▸ TEXTE FOURNI

On en parle...enfin.
Enfin on en parle...
Sans jeter de l'huile sur le feu (espèce de mauvais esprit) je préfère 'Iccarre' à 'Ypergay'. Puisqu'il y en a un qui ne nourrit pas grassement les labos, et qui prend soin des patients. Le même porte un beau nom de héros mythique quand l'autre se trimballe un nom racoleur de boîte de nuit de mauvais goût.
Prendre soin. Voilà une notion que la médecine devrait revoir quand elle nous donne des traitements censés nous maintenir en vie, jusqu'au moment où l'on se prend la poussière cachée sous le tapis des effets secondaires. Effets secondaires que les médecins aux bonnes volontés n'écoutent guère ou d'une oreille distraite, "puisque les analyses sont bonnes".
Après 12 ans de bons et loyaux services (j'allais écrire "sévices"), et de vrais problèmes aux muscles, aux reins, au foie, j'ai adopté le projet ICCARRE. (ou été adopté comme un chien abandonné par la SPA?) Depuis 3 ans, je suis passé de 7 jours à 5, puis à 4 jours avec le même traitement. Puis avec une autre combinaison, de 4 à 2 jours. Je suis donc à 2 jours de traitement par semaine. En vacance 5 jours sur 7. Et c'est drôlement bon. Je me sens plus léger, moins soucieux et mieux suivi. Avec deux jours de traitement (au lieu de 7 jours , hé les gars réveillez vous!) mes analyses sont "toujours aussi bonnes", ma charge virale reste indétectable, mon immunité a légèrement augmenté.
Je dis enfin merci.
Alexandre Bergamini, auteur de "Sang damné" aux éditions du Seuil.
re
@alexandrebergamini
Bonjour,
Pouvez vous nous donner plus de details concernant la suivie medicale s'il vous plait? Des analyses de sang toutes les semaines ou tous les mois? Quels molecules ou traitements avez vous pris? Maintenant, prenez vous 2 jours successives ou une fois tous les 3 jours?
suivi
Pour moi, il s'agit de 2 jours successifs suivis de 5 jours de repos. Par exemple le mardi et le mercredi. Les analyses de sang se font le matin de la première prise, donc le mardi matin AVANT la prise ( et donc après les 5 jours de repos) toutes les 4 semaines dans un premier temps. (environ 4 à 5 mois) Puis toutes les 8 semaines dans un second temps.
Je suis mieux suivi parce que JE me fais mieux suivre, en multipliant les points de vue et en diversifiant les soins. J'accorde une confiance mesurée à mon médecin et nous décidons ensemble de la suite. ( Ce qui n'a JAMAIS été le cas pendant 12 ans de tri-thérapie "normale" aux effets nocifs...alors même que je souffrais et que mon médecin de l'époque trouvait cela "normal"..."continuons, les analyses sont bonnes"...mettant mon diagnostic vital en jeu!)

▸ CONSIGNE
Recopiez le texte sur le projet ICCARRE de "On en parle...enfin." à "de mauvais goût." en remplaçant "labos" par "laboratoires".

▸ MATÉRIEL RECUEILLI
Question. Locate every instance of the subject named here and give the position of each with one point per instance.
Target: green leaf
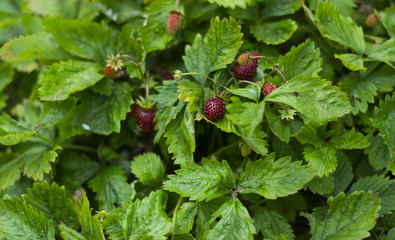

▸ RÉPONSE
On en parle...enfin.
Enfin on en parle...
Sans jeter de l'huile sur le feu (espèce de mauvais esprit) je préfère 'Iccarre' à 'Ypergay'. Puisqu'il y en a un qui ne nourrit pas grassement les laboratoires, et qui prend soin des patients. Le même porte un beau nom de héros mythique quand l'autre se trimballe un nom racoleur de boîte de nuit de mauvais goût.